Copy out exactly every line from the line containing "Where can you see the patch" until the records below end, inclusive of both boundary lines.

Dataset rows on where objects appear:
▬▬▬▬▬▬

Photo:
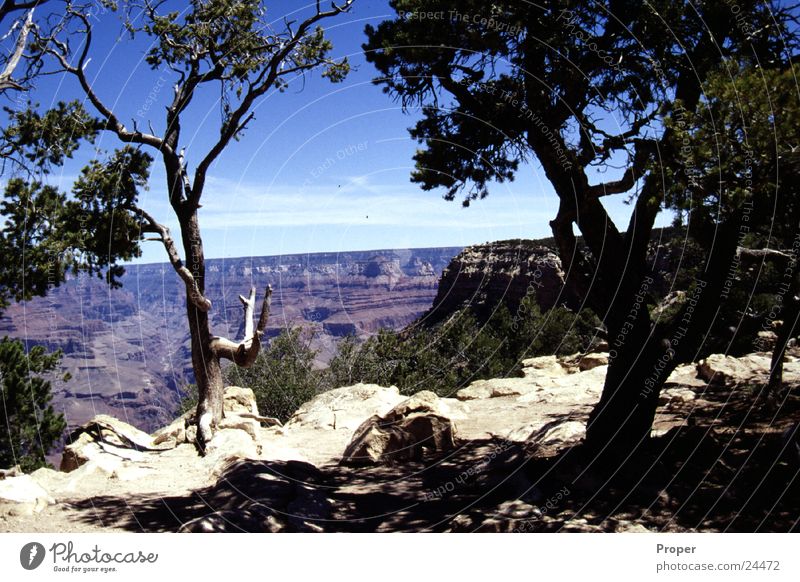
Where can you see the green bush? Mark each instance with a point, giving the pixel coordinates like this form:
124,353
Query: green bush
461,349
283,376
31,424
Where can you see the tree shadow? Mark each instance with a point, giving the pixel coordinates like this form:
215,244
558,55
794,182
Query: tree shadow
710,474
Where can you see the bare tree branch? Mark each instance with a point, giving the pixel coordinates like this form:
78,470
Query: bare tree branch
633,173
244,353
192,289
259,87
60,51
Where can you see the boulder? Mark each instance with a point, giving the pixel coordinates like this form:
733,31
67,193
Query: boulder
105,440
404,433
345,408
591,361
676,396
556,435
728,371
543,365
228,445
496,388
23,495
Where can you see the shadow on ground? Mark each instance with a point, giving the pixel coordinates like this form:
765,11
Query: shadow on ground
729,467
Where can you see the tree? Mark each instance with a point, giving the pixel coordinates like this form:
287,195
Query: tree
578,86
31,426
747,138
222,47
10,79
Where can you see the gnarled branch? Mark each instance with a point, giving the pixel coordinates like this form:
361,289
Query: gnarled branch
60,51
6,82
244,353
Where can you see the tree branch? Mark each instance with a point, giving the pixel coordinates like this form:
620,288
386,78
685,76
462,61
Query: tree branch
192,290
112,123
261,85
632,174
244,353
6,82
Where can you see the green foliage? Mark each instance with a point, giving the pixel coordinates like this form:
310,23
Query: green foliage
31,426
283,376
191,396
743,137
510,80
47,234
462,349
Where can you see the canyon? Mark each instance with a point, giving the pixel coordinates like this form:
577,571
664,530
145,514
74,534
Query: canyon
127,350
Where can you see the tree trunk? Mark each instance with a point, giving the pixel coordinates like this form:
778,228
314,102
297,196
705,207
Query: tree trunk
205,360
790,315
646,354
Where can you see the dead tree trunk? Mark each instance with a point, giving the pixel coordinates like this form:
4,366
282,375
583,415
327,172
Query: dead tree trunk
791,318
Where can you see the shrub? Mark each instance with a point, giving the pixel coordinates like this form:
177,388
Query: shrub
31,424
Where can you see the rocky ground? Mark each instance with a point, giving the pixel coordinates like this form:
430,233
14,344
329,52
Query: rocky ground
501,455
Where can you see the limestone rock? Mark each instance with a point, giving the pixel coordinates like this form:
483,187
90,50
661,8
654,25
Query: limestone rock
727,370
543,365
236,422
591,361
555,436
404,433
238,399
23,495
345,408
230,444
104,439
496,388
254,519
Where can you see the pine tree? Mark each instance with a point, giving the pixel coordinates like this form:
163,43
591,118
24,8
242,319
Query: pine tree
31,426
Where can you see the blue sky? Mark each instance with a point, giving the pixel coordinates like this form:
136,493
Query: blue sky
324,167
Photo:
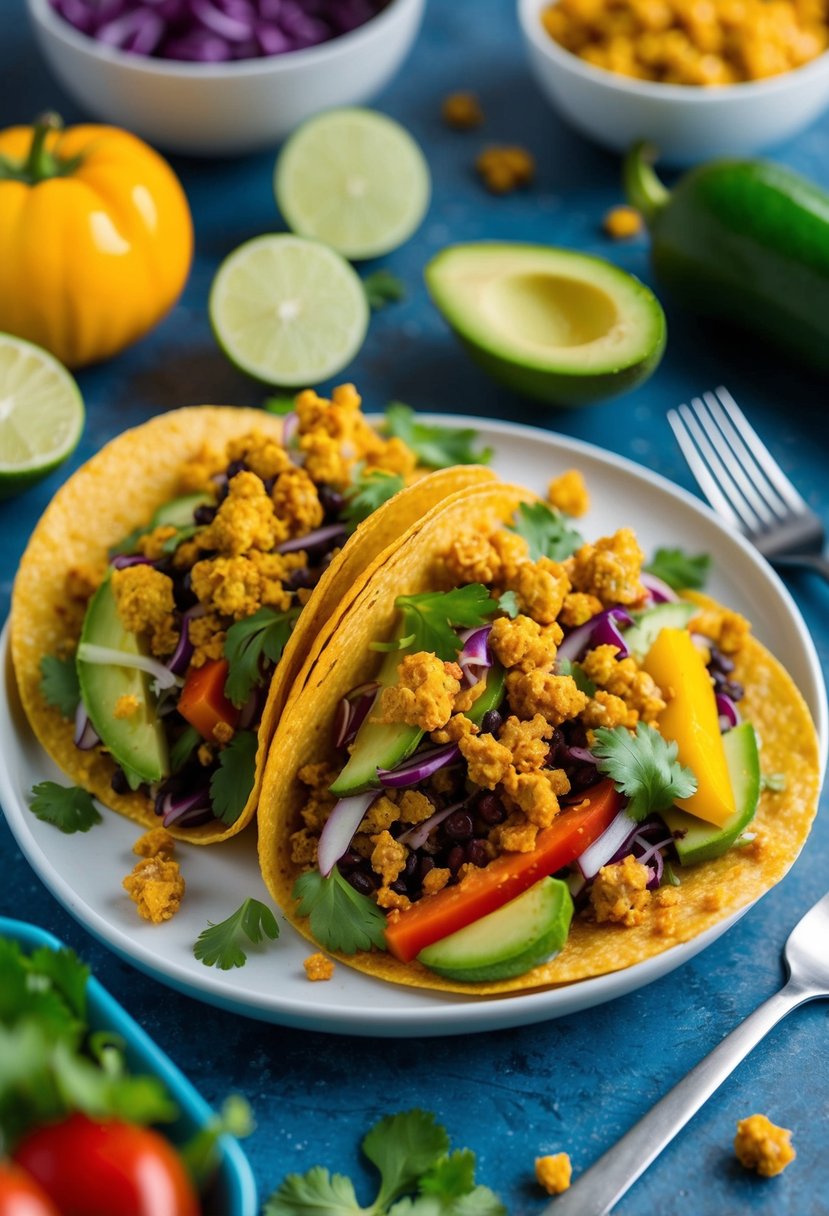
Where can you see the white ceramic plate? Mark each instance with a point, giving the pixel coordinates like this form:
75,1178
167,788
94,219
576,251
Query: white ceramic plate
84,871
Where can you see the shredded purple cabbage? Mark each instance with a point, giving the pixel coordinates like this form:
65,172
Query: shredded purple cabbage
215,31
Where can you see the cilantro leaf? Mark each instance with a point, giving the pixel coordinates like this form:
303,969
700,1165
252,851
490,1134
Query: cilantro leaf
432,617
547,532
184,748
382,287
248,641
434,445
367,493
67,808
643,766
508,604
223,944
314,1192
680,569
58,684
232,781
404,1147
280,405
580,677
340,917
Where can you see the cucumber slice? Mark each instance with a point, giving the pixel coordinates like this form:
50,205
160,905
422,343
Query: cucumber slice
647,625
509,941
695,839
137,743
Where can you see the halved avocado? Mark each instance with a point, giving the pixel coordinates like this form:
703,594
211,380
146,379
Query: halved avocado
551,324
695,839
137,742
509,941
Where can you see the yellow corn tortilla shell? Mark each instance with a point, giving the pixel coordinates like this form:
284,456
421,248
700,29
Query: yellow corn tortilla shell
118,490
709,893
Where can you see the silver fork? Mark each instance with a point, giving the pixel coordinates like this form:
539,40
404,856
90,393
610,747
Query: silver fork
806,956
744,483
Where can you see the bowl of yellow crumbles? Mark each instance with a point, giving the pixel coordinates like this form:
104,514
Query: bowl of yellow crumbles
697,78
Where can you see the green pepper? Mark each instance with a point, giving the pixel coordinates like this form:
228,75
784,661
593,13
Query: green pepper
743,241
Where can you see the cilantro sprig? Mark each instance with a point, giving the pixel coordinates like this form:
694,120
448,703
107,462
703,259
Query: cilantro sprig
58,684
642,766
232,781
433,617
418,1177
340,917
368,491
681,570
249,642
434,445
67,808
223,944
546,530
50,1063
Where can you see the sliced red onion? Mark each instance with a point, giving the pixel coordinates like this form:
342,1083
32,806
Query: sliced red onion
475,658
658,589
416,837
120,561
85,736
598,630
339,828
316,539
729,714
608,844
108,657
419,767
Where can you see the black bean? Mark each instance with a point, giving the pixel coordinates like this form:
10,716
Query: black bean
361,882
456,857
491,809
477,853
458,826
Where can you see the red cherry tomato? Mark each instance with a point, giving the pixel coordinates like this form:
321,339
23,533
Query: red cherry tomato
21,1195
110,1169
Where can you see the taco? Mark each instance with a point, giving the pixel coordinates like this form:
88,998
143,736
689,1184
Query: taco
168,595
520,761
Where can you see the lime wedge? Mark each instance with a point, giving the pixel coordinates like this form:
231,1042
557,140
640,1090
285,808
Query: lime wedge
353,179
41,415
288,311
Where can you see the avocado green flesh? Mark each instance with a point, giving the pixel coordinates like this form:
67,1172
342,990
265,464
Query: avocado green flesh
697,840
385,746
647,625
552,324
137,743
509,941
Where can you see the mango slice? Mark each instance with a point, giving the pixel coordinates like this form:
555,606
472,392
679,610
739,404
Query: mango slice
691,719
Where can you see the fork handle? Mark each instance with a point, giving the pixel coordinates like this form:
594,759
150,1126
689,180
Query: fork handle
596,1192
816,562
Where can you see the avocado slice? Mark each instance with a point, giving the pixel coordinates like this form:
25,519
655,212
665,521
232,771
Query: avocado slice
387,744
695,839
647,624
137,743
515,938
551,324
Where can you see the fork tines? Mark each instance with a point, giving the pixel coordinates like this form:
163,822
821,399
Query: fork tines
734,469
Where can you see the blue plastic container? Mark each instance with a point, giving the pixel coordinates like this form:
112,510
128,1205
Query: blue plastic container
233,1189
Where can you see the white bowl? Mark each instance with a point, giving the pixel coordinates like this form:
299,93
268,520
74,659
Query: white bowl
687,123
225,108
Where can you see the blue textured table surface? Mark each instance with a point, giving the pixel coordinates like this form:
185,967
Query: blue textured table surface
580,1082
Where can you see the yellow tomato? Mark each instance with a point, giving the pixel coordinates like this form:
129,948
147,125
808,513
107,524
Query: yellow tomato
96,238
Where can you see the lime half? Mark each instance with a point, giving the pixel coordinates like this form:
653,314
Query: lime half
41,415
353,179
288,311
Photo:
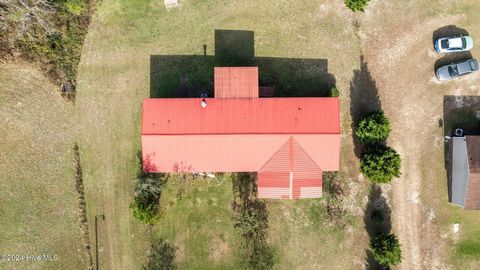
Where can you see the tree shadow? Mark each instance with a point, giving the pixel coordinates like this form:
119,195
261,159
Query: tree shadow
377,219
458,112
250,217
364,98
192,75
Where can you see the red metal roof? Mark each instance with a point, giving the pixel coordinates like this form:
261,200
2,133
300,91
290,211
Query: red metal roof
169,116
288,141
236,82
290,173
232,153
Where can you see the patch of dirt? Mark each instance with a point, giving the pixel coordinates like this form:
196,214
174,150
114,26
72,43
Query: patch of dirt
403,69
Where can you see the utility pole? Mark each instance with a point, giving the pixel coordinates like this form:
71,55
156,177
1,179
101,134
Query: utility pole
96,240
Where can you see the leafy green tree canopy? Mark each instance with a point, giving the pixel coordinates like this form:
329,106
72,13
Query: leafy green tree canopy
380,164
386,249
162,255
374,128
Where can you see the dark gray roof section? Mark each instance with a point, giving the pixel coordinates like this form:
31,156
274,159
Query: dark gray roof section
460,170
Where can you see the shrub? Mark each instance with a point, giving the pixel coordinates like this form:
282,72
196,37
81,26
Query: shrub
145,206
162,255
334,92
356,5
386,249
252,222
144,213
380,164
374,128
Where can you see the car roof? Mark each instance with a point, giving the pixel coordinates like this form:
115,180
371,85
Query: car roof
455,43
464,67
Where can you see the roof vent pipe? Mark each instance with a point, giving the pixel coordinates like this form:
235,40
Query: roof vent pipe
204,100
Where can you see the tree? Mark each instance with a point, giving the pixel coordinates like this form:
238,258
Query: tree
356,5
380,164
386,249
374,128
162,255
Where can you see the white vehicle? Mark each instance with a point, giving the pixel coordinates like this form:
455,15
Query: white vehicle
453,44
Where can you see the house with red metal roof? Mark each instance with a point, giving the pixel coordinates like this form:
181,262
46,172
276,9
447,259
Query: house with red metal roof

▬▬▬▬▬▬

Solution for this exercise:
Where can you see the patch of dirt? Mark each instance with a point, giving the pixel coordinates like this form:
196,214
174,150
114,26
72,43
Query: patch of dirt
403,69
Where can you see the utility pole? Mark each instance with a point, giving the pixel coordinates like this form:
71,55
156,177
1,179
101,134
Query: utility pole
96,240
Where can you see the leafy green tree canopy? Mark each instance with a point, giving the pixel coordinates like this form:
329,106
72,13
Query: leafy green tree canopy
380,164
386,249
162,255
374,128
Where can you see the dark gray roof section? Mark each instance with a point, giving the pixel coordinates like this form:
31,156
274,159
Query: dark gray roof section
460,170
Where can you see the shrub? Mark each instance with a point, giving the pixel coordinates like this form:
282,72
196,37
81,26
Query: shrub
145,206
162,255
334,92
356,5
386,249
252,222
144,213
380,164
374,128
Where can you see the car roof? Mark each instance with a point, giving the pixel coordinates like this form:
115,180
371,85
Query: car roof
455,43
464,67
Where can you see the roof vent pipe? Mark each instance with a point, giving the pixel coordinates like this form:
235,40
Query: roof vent pipe
204,100
Where can you see the tree? Mark each instance with a point, giving the pixel coordinates like this form:
238,258
Query: tree
356,5
380,164
386,249
374,128
162,255
Where can you see the white vehicle? Mark each instance with a point, giving the pixel coordinates like this form:
455,15
Query: white vehicle
453,44
Where can you see the house with red metal roof? Mark each instance with a point, giving the pixel coordinates like this form:
181,262
46,172
276,9
447,259
Query: house with red metal roof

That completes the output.